WHAT THE TASK REQUIRES:
Give again, word for word, each line below starting at the one that contains "Where is each instance of the red tomato" and ending at the one that contains "Where is each instance of the whole".

Start of Block

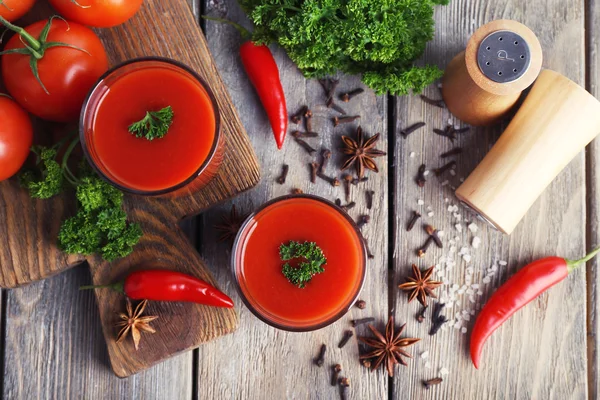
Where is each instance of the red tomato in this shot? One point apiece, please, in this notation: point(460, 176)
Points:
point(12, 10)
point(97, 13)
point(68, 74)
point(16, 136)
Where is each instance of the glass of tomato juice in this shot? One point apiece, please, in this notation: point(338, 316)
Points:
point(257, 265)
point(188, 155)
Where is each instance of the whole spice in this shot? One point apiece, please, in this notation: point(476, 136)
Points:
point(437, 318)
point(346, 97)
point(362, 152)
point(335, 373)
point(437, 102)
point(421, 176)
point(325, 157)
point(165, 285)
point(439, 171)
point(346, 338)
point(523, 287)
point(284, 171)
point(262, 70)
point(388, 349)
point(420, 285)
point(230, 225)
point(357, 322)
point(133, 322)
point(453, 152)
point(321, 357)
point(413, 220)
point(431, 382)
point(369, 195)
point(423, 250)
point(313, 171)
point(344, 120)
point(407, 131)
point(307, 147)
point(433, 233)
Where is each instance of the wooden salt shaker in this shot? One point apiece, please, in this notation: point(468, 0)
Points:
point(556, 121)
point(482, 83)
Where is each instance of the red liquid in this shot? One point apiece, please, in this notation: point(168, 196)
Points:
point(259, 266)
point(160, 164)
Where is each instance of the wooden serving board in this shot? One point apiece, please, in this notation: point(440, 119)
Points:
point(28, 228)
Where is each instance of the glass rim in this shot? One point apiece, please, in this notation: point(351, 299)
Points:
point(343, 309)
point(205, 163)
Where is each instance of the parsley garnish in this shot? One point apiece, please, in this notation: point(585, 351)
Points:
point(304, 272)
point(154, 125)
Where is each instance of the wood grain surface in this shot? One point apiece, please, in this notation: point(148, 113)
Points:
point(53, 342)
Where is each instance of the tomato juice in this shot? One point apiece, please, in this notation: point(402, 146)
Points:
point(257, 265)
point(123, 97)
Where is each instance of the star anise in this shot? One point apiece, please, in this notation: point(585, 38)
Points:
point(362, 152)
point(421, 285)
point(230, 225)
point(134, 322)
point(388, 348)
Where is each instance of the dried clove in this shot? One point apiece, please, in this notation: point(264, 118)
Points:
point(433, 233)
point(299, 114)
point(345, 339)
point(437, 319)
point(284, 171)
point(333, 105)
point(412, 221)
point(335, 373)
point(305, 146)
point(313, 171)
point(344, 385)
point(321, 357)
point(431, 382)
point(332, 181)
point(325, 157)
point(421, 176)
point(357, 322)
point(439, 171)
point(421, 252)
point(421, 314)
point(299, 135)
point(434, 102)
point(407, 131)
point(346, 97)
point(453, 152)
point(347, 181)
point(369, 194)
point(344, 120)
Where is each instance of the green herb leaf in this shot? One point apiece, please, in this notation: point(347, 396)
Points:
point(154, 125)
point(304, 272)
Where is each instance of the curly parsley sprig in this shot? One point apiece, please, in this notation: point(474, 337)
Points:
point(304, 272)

End of Block
Start of Block

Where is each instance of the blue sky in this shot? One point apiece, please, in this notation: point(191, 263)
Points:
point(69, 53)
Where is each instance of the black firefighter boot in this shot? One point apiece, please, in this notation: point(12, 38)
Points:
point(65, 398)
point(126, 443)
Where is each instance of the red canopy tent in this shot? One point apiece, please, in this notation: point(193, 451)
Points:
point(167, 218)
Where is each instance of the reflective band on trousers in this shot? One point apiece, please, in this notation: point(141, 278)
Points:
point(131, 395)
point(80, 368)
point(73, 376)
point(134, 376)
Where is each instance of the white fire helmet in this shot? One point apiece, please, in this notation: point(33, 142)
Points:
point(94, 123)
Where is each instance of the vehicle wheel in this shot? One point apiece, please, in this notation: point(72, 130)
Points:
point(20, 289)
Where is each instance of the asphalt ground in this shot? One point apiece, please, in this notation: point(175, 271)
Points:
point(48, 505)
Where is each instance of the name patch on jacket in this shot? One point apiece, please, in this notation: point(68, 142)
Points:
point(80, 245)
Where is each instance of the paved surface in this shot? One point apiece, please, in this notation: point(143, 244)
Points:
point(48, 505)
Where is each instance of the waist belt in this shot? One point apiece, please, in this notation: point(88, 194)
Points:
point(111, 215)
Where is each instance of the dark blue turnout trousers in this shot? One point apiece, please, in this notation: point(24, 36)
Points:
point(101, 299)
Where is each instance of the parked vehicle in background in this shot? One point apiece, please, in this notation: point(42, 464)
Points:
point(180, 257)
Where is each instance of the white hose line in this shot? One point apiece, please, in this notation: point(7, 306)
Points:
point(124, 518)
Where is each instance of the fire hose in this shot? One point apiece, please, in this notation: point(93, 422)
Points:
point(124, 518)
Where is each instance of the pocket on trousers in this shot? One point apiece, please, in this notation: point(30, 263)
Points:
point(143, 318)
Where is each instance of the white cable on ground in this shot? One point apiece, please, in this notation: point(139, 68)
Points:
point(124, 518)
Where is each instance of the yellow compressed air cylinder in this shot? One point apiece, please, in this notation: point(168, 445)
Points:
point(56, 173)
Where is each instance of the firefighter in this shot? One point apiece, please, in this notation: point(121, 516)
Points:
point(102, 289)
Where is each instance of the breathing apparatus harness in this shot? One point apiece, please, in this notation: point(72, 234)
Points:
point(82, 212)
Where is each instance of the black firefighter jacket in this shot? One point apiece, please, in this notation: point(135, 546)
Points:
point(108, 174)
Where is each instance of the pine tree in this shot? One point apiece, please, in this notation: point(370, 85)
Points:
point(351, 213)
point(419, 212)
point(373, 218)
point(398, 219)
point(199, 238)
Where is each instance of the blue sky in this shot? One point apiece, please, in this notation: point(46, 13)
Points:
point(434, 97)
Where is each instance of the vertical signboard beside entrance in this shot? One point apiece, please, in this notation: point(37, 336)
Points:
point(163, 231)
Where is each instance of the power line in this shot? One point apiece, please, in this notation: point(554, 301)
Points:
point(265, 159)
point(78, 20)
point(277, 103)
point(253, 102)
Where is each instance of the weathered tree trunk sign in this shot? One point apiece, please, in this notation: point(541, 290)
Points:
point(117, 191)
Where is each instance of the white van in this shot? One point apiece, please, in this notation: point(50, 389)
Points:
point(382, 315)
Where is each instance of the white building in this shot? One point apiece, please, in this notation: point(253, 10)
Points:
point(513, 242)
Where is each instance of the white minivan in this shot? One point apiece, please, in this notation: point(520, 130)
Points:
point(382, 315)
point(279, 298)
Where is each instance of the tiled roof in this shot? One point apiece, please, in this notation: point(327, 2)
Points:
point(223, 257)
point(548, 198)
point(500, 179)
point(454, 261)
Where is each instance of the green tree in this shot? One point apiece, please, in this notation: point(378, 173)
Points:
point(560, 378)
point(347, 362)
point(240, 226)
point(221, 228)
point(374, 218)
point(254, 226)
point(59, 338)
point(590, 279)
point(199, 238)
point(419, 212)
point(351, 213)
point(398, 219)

End of Block

FINISHED EXERCISE:
Where is each instance of the red tomato in this shot? One point apiece, please, in this notation: point(460, 176)
Points:
point(12, 10)
point(97, 13)
point(68, 74)
point(16, 136)
Where is each instance of the glass of tomato juice in this shot? One point apiece, please, in this notation: point(338, 316)
Points:
point(257, 265)
point(188, 155)
Where is each instance of the whole spice in this shot? One point apiece, please, in this notation: point(476, 136)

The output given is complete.